Text-to-region grounding data

[Start of section]

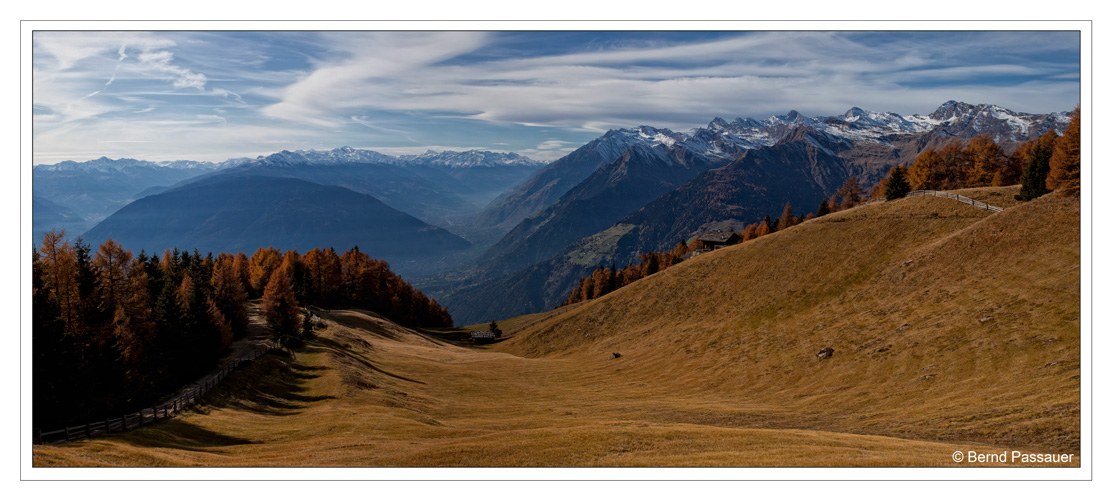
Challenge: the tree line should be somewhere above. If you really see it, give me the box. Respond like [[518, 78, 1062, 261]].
[[33, 233, 451, 430], [873, 106, 1081, 201], [563, 239, 690, 306], [562, 107, 1081, 307], [561, 199, 814, 307]]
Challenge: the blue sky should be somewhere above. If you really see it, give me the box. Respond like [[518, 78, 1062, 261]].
[[31, 30, 1081, 164]]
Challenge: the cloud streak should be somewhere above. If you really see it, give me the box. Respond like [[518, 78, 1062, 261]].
[[259, 31, 1079, 133], [31, 30, 1080, 165]]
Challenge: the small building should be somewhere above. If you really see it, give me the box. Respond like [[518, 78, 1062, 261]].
[[470, 330, 497, 344], [696, 230, 741, 251]]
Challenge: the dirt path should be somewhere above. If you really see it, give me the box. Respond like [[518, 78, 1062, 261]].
[[157, 300, 272, 406]]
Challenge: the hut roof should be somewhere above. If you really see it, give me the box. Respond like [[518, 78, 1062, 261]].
[[697, 230, 740, 245]]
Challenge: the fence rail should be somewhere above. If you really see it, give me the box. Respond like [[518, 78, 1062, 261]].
[[906, 189, 1004, 212], [36, 344, 269, 445]]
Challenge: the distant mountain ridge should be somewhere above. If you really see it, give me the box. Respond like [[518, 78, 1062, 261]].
[[472, 101, 1068, 241], [439, 127, 856, 324], [473, 126, 689, 233], [194, 147, 546, 229], [32, 156, 252, 242], [399, 149, 542, 169], [471, 143, 725, 281], [81, 175, 471, 275], [32, 156, 252, 172], [437, 101, 1071, 323]]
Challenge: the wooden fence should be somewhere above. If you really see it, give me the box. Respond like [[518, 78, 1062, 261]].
[[35, 345, 269, 445], [906, 190, 1004, 212]]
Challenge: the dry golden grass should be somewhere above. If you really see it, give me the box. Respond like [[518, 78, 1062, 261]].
[[32, 187, 1079, 467], [505, 187, 1079, 456], [459, 303, 584, 336]]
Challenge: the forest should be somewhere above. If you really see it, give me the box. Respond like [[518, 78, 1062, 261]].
[[32, 237, 452, 431]]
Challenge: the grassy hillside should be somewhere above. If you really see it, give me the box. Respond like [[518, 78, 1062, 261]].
[[503, 187, 1080, 453], [33, 187, 1079, 466]]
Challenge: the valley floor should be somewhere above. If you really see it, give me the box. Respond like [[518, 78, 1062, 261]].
[[32, 308, 1075, 468]]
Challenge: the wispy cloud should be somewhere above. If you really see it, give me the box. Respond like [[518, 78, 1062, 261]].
[[261, 32, 493, 126], [32, 30, 1080, 165], [259, 31, 1079, 135]]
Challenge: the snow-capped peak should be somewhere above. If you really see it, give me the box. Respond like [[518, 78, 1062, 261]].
[[400, 149, 545, 169]]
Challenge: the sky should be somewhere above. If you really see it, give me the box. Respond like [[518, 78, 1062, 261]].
[[31, 30, 1081, 165]]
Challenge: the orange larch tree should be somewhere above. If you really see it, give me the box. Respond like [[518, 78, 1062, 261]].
[[1047, 106, 1081, 196]]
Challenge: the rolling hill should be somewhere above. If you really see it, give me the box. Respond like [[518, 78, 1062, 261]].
[[33, 187, 1079, 467], [503, 187, 1080, 453]]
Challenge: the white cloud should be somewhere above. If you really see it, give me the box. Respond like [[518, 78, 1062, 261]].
[[258, 31, 1076, 137], [262, 32, 492, 125], [33, 32, 211, 127], [31, 31, 1080, 165]]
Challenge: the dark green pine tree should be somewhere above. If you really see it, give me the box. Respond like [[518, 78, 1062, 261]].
[[1019, 138, 1054, 201], [152, 279, 186, 377], [885, 166, 911, 200], [32, 249, 77, 430], [489, 319, 503, 338], [645, 253, 660, 276], [72, 237, 101, 330], [817, 198, 831, 216]]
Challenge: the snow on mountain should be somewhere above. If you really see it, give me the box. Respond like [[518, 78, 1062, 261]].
[[34, 156, 250, 172], [256, 146, 402, 167], [400, 150, 545, 169], [588, 126, 687, 160], [675, 101, 1071, 160], [34, 101, 1068, 182], [550, 101, 1070, 180]]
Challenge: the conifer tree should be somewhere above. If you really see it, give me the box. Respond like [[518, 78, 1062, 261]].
[[836, 176, 865, 208], [1048, 106, 1080, 197], [754, 220, 771, 238], [211, 253, 249, 337], [777, 202, 795, 231], [817, 198, 831, 217], [643, 253, 660, 276], [93, 239, 132, 319], [248, 247, 282, 296], [884, 165, 911, 200], [908, 149, 938, 190], [261, 263, 301, 338], [489, 319, 502, 338], [1018, 131, 1058, 201], [968, 134, 1005, 186], [39, 230, 81, 336], [936, 141, 971, 189]]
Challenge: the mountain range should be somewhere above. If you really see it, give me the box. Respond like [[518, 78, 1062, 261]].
[[31, 101, 1071, 322], [31, 156, 252, 241], [429, 102, 1071, 323]]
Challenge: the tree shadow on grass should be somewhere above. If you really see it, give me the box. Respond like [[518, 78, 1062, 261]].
[[309, 335, 426, 385], [200, 354, 335, 417], [120, 419, 257, 452]]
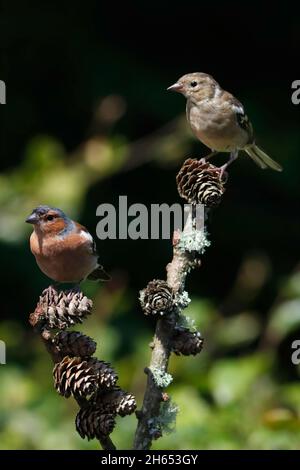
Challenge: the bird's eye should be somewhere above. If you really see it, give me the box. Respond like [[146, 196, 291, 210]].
[[190, 81, 198, 87], [46, 215, 55, 221]]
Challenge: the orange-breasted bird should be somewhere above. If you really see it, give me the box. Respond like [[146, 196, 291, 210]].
[[26, 205, 110, 283], [167, 72, 282, 173]]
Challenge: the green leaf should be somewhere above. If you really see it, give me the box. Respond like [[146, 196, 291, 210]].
[[280, 271, 300, 299], [214, 312, 261, 349], [268, 300, 300, 340], [209, 354, 271, 406]]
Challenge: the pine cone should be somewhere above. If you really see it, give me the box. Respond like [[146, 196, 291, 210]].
[[172, 326, 203, 356], [76, 406, 115, 440], [53, 356, 117, 398], [29, 286, 93, 330], [93, 359, 118, 389], [176, 158, 225, 207], [95, 387, 137, 416], [52, 331, 96, 360], [140, 279, 175, 316]]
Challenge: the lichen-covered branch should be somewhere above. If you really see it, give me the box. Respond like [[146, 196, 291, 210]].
[[134, 158, 225, 450], [133, 227, 202, 449]]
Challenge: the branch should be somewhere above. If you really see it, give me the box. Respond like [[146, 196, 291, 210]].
[[39, 326, 117, 451], [133, 231, 199, 449], [29, 286, 136, 451], [134, 158, 225, 450]]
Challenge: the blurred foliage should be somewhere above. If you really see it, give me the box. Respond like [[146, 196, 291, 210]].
[[1, 1, 300, 450]]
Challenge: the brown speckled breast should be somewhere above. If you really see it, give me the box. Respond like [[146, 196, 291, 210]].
[[187, 100, 249, 152]]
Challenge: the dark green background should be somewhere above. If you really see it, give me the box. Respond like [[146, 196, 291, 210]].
[[0, 1, 300, 449]]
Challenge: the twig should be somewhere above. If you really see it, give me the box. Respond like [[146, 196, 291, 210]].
[[97, 435, 117, 451], [134, 157, 225, 449], [133, 229, 198, 450], [29, 294, 120, 451]]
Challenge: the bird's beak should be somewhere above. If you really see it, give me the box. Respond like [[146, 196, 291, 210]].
[[167, 82, 184, 93], [25, 213, 39, 224]]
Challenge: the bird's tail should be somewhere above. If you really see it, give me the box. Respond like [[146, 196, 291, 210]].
[[245, 144, 282, 171], [88, 264, 111, 281]]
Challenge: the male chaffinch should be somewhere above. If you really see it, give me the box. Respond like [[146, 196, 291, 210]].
[[26, 205, 109, 283], [168, 72, 282, 172]]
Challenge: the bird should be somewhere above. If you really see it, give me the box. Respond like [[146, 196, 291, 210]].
[[26, 205, 110, 284], [167, 72, 282, 173]]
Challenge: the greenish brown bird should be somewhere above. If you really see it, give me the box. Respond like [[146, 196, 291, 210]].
[[168, 72, 282, 172]]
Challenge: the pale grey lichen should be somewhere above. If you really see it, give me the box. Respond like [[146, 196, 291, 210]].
[[147, 399, 179, 437], [178, 229, 210, 253], [139, 289, 145, 305], [159, 399, 179, 434], [150, 367, 173, 388], [174, 290, 191, 310], [177, 314, 197, 332]]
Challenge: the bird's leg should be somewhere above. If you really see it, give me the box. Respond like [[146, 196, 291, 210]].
[[205, 150, 218, 161], [199, 150, 218, 164], [219, 150, 239, 178], [50, 282, 61, 292], [71, 283, 81, 293]]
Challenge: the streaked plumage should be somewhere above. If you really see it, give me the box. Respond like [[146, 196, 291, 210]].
[[167, 72, 282, 172]]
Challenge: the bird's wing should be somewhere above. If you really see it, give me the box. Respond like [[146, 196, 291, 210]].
[[223, 92, 254, 142], [74, 222, 110, 281], [74, 222, 97, 254]]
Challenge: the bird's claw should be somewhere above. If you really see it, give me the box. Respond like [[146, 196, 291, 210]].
[[218, 164, 229, 182]]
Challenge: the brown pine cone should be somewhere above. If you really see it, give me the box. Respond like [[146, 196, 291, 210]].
[[76, 406, 115, 440], [140, 279, 175, 317], [95, 387, 137, 416], [176, 158, 225, 207], [52, 331, 97, 361], [92, 359, 118, 389], [53, 356, 117, 398], [29, 286, 93, 330], [172, 326, 204, 356]]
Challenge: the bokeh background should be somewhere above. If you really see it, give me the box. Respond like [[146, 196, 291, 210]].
[[1, 1, 300, 450]]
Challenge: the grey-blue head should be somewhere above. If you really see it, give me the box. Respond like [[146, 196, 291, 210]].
[[25, 205, 73, 235], [26, 205, 68, 224]]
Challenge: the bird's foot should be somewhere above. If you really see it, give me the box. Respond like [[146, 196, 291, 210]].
[[205, 150, 218, 161], [198, 150, 218, 165], [49, 283, 60, 293], [72, 283, 81, 293], [218, 164, 229, 181], [218, 150, 239, 178]]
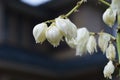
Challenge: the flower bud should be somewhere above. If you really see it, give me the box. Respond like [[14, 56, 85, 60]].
[[98, 32, 111, 53], [55, 17, 77, 40], [106, 43, 116, 60], [103, 61, 115, 79], [45, 24, 63, 47], [33, 23, 47, 43], [102, 8, 116, 27], [86, 35, 97, 54], [75, 28, 89, 56]]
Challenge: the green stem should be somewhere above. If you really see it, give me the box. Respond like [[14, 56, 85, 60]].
[[45, 0, 85, 23], [117, 15, 120, 77], [99, 0, 110, 6], [117, 31, 120, 62], [117, 30, 120, 78], [65, 0, 85, 17]]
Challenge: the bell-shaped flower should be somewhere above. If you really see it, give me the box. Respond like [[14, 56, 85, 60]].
[[86, 35, 97, 54], [106, 43, 116, 60], [33, 23, 48, 43], [65, 38, 76, 48], [111, 0, 120, 14], [75, 28, 90, 56], [45, 23, 63, 47], [55, 17, 77, 40], [103, 60, 115, 79], [102, 8, 116, 27], [98, 32, 111, 53]]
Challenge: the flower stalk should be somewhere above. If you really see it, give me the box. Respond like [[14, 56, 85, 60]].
[[44, 0, 85, 24], [117, 31, 120, 76], [117, 14, 120, 77], [65, 0, 85, 17], [118, 15, 120, 63], [99, 0, 110, 6]]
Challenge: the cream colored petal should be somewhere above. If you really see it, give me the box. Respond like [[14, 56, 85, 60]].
[[102, 8, 116, 27], [106, 43, 116, 60], [55, 17, 77, 40], [76, 44, 87, 56], [65, 38, 76, 48], [46, 24, 63, 47], [86, 35, 97, 54], [98, 32, 111, 53], [33, 23, 47, 43], [103, 61, 115, 79], [75, 28, 90, 56]]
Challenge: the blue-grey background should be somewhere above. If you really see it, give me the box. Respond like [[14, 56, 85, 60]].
[[0, 0, 117, 80]]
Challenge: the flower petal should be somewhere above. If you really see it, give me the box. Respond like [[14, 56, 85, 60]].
[[103, 61, 115, 79], [33, 23, 47, 43], [86, 35, 97, 54], [46, 24, 63, 47]]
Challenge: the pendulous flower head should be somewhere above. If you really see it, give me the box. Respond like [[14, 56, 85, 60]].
[[75, 27, 90, 56], [98, 32, 111, 53], [33, 23, 48, 43], [102, 8, 116, 27], [106, 43, 116, 60], [86, 35, 97, 54], [103, 60, 115, 79], [45, 23, 63, 47], [55, 17, 77, 40]]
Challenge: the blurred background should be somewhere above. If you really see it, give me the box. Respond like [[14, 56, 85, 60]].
[[0, 0, 116, 80]]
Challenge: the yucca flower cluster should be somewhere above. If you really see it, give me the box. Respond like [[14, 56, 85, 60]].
[[102, 0, 120, 79], [32, 0, 120, 79], [100, 33, 116, 79], [66, 27, 97, 56], [33, 16, 116, 79], [33, 16, 77, 47], [66, 28, 116, 79]]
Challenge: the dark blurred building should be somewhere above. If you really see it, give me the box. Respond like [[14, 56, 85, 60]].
[[0, 0, 117, 80]]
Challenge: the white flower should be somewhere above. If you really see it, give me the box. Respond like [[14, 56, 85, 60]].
[[103, 61, 115, 79], [65, 38, 76, 48], [86, 35, 97, 54], [45, 24, 63, 47], [98, 32, 111, 53], [102, 8, 116, 27], [111, 0, 120, 14], [33, 23, 47, 43], [106, 43, 116, 60], [55, 17, 77, 40], [75, 28, 89, 56]]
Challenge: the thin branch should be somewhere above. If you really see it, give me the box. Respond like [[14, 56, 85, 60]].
[[99, 0, 110, 6]]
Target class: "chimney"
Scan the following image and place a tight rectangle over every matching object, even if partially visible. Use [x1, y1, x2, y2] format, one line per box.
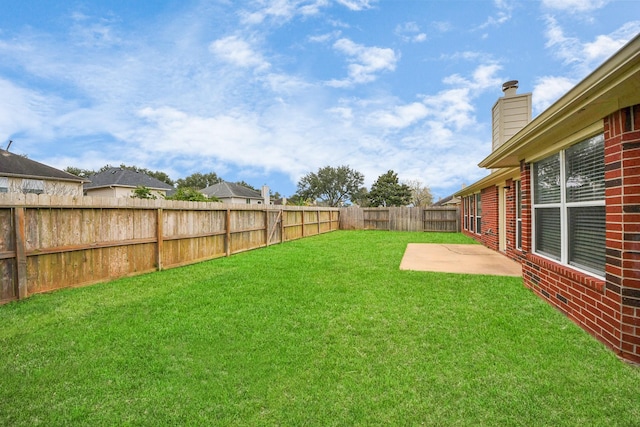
[492, 80, 532, 151]
[261, 185, 270, 205]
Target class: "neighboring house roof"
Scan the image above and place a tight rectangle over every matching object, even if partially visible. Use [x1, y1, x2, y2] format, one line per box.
[432, 194, 461, 207]
[201, 181, 261, 199]
[0, 149, 87, 183]
[84, 168, 174, 191]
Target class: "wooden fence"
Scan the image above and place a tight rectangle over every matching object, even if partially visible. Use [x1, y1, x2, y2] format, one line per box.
[0, 194, 339, 304]
[339, 206, 459, 232]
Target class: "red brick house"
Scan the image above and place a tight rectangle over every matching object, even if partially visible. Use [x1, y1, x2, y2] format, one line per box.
[456, 34, 640, 364]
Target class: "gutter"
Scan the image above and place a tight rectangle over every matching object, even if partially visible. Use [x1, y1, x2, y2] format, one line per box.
[479, 33, 640, 169]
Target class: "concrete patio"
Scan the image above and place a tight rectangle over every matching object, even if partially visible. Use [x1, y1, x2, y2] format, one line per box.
[400, 243, 522, 277]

[End of section]

■ Exercise directions
Please give the number of lines in the entries above that hold "Target", with no other words.

■ Exercise solution
6